Task requirements: Tally the lines in the records that contain the string "door", with case counting. Reply with the number alone.
begin Records for this task
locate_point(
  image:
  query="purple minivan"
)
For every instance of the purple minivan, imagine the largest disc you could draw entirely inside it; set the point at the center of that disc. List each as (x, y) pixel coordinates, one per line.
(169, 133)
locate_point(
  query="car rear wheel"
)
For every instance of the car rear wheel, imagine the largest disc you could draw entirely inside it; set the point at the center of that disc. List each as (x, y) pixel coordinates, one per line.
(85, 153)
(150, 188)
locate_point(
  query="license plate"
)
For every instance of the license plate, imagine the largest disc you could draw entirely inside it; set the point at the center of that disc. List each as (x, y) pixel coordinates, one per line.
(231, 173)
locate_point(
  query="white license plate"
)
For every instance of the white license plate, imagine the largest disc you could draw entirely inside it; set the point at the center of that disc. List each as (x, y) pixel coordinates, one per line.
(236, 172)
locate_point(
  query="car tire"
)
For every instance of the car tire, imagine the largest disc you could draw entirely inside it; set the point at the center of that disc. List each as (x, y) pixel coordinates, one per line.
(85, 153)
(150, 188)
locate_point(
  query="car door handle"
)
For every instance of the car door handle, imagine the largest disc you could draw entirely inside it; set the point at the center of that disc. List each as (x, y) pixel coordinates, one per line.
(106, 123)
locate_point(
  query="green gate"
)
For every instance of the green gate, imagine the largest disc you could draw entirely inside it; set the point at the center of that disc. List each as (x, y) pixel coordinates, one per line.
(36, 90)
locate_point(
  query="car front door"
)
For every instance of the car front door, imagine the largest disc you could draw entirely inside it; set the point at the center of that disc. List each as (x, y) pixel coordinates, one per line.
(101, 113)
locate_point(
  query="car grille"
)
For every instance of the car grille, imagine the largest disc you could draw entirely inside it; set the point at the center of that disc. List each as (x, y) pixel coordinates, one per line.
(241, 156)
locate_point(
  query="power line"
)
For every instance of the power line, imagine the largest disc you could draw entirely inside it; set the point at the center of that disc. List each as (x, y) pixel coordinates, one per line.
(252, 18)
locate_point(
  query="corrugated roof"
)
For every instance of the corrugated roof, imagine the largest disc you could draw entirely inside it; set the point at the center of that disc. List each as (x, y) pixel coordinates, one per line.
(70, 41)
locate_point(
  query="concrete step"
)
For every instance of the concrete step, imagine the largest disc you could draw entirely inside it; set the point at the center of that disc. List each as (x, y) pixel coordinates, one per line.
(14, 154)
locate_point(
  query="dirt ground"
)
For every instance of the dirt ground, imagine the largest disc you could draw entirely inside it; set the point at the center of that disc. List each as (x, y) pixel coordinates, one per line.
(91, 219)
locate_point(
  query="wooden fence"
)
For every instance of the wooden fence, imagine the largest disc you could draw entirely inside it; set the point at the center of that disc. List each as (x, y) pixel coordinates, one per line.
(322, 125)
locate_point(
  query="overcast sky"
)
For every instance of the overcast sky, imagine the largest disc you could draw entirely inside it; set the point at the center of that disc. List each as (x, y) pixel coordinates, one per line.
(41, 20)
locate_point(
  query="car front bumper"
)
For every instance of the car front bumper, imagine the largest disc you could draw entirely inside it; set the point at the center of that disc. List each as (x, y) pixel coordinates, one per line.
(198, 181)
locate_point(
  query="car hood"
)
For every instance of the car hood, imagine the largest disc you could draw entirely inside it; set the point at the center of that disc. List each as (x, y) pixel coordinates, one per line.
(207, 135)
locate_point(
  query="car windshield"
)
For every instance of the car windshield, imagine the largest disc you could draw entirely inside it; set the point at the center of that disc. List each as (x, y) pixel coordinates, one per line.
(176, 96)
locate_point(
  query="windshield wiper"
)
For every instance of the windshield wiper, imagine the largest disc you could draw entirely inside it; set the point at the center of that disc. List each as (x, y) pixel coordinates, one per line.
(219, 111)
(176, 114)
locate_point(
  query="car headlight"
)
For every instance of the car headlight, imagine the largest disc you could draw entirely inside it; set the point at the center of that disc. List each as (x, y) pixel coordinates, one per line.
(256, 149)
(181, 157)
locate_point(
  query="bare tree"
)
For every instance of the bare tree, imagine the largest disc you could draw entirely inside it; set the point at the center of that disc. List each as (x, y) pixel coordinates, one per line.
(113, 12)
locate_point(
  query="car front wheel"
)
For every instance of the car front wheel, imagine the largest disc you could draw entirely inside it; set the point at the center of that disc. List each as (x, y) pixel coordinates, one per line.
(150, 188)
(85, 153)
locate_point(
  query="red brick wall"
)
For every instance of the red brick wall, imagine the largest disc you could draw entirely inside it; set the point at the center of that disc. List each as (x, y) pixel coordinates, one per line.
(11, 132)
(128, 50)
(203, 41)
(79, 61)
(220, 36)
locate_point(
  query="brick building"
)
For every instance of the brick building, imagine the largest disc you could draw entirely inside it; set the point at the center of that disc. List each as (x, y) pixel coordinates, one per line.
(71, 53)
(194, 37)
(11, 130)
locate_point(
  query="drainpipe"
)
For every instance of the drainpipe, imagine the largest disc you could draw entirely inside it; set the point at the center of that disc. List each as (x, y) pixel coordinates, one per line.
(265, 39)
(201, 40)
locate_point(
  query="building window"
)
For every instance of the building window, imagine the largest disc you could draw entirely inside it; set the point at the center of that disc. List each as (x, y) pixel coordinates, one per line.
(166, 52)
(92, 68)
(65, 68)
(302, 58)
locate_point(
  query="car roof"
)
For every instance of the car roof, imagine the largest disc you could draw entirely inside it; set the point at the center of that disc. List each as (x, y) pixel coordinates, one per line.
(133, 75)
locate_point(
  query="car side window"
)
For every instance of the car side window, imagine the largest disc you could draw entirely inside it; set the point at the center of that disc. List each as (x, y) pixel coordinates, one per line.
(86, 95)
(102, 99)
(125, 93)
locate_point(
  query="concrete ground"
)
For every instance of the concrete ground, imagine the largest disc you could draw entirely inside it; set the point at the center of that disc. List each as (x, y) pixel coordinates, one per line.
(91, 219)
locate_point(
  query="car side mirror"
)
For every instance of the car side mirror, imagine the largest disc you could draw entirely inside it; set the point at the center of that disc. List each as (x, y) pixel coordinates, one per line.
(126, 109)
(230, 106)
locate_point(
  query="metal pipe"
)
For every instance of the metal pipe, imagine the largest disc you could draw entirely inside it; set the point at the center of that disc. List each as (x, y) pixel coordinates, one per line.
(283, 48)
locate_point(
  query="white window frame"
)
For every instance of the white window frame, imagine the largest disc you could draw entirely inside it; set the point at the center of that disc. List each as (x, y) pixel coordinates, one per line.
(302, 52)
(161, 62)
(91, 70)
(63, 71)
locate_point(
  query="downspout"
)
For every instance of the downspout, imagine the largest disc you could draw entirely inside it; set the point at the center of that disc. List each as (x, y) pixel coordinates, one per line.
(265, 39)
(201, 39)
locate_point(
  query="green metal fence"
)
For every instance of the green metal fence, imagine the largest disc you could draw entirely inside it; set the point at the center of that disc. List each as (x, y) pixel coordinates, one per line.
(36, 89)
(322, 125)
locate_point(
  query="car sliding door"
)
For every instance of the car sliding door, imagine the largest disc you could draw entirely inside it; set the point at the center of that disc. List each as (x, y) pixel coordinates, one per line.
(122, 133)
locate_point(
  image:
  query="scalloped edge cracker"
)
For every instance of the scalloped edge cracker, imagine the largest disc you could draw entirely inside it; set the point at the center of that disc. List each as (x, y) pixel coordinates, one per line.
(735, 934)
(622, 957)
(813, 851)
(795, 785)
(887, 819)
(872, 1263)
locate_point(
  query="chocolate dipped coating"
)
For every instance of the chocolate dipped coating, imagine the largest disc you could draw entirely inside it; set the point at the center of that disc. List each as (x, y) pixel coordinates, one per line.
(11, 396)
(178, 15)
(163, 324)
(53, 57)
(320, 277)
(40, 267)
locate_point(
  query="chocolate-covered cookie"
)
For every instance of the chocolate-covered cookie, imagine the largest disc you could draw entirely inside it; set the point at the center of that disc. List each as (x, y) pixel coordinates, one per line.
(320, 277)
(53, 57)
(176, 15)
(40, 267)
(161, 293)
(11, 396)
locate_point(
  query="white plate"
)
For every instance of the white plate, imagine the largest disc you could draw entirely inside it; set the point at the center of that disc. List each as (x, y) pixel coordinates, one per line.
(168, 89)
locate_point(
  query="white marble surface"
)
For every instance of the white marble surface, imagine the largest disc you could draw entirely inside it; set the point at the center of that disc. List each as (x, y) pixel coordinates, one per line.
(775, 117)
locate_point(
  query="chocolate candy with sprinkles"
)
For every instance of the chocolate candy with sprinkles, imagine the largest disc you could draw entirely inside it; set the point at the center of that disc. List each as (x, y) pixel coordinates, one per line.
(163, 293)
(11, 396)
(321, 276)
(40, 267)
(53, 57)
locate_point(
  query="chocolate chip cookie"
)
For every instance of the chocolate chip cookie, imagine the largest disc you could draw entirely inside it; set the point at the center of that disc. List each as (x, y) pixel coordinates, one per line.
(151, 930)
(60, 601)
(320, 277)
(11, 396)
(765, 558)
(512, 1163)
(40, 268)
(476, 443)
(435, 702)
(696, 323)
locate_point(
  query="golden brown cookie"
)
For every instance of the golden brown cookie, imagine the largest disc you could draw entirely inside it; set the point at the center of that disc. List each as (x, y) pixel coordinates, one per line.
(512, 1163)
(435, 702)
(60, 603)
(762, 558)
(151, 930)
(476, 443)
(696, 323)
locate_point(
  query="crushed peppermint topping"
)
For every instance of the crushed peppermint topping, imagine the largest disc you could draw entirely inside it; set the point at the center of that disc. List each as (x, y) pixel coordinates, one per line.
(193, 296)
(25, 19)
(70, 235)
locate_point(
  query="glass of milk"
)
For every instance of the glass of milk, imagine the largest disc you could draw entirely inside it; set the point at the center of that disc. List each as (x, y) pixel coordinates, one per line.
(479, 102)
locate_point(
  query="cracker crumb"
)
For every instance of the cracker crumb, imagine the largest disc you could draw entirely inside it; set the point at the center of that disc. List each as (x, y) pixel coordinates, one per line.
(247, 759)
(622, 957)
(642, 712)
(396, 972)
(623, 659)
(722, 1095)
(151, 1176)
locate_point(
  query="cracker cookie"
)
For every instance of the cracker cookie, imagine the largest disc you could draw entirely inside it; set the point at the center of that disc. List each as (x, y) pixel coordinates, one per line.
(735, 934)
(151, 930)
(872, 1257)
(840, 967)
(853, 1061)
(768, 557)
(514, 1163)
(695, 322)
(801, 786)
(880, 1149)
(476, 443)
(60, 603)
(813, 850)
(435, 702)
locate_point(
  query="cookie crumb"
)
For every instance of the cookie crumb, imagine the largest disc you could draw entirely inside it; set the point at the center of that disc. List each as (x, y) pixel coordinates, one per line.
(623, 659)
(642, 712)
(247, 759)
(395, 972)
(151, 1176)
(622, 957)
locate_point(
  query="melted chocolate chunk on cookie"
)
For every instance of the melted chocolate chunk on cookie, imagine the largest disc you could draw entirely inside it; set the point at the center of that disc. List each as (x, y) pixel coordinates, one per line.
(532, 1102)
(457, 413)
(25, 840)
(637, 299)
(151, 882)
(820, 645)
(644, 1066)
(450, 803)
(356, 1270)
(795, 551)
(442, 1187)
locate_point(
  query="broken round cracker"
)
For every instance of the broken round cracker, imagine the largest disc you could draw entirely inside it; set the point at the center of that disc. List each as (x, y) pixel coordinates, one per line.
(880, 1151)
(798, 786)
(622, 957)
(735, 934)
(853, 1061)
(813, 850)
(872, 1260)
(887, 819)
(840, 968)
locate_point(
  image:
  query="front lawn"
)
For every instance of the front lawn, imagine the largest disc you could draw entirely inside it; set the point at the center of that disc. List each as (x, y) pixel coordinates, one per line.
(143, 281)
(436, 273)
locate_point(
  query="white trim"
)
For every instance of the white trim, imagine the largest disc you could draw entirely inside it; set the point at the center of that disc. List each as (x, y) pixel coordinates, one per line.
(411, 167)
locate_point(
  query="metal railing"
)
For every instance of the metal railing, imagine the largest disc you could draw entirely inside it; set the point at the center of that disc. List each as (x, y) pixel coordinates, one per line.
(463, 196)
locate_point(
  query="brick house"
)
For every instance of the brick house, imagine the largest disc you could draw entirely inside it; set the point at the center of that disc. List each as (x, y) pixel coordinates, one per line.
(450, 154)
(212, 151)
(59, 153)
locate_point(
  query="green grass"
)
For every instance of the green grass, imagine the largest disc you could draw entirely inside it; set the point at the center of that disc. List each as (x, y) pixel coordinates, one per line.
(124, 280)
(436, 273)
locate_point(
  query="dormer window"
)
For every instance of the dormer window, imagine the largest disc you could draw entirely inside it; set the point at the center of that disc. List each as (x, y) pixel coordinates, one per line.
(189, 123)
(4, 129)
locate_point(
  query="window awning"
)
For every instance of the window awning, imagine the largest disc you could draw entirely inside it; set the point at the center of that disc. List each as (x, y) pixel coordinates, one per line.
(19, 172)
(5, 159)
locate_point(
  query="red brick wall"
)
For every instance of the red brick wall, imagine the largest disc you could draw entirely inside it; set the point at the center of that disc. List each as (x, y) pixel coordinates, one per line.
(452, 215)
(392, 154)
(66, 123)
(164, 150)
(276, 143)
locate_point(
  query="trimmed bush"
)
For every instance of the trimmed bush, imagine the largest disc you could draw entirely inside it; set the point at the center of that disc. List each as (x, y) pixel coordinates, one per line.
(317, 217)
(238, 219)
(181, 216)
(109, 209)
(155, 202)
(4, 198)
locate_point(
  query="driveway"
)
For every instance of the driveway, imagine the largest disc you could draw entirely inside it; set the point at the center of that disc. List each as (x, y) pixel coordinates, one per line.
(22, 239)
end Records for this task
Result: 6